START Source material
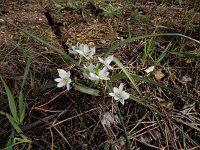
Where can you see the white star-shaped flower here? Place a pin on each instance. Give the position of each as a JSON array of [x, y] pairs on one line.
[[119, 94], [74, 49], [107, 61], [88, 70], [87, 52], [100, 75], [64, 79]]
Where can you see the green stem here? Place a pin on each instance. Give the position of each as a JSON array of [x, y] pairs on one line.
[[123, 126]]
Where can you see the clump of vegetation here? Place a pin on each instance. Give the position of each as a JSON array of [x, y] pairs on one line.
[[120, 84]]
END Source material
START Source material
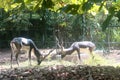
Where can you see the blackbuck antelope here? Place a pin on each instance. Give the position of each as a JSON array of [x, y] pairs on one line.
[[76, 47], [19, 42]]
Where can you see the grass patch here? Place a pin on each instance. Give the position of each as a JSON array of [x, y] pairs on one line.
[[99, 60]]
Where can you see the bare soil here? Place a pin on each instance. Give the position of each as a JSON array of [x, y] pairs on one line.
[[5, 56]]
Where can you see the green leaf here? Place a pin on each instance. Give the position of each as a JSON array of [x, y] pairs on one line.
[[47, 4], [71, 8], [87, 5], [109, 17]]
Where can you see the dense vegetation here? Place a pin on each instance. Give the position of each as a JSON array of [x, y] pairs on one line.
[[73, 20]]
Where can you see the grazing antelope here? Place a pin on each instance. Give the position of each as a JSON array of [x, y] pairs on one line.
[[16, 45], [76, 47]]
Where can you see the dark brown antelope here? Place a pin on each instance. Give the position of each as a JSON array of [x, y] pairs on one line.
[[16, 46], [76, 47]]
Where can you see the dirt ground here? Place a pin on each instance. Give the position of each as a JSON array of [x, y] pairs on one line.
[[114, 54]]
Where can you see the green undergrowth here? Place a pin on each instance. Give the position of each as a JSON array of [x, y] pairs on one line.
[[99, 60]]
END Source material
Pull out every line above that contains the word "vegetation", and copy each one in full.

Where can you see the clump of vegetation here? Place a pin on each instance. Give the position of each as a JSON array of [x, y] pairs on one line.
Where can you see the dense vegetation here? Place a pin on each instance. Give the position of each as a JSON array of [x, y] pairs on one line.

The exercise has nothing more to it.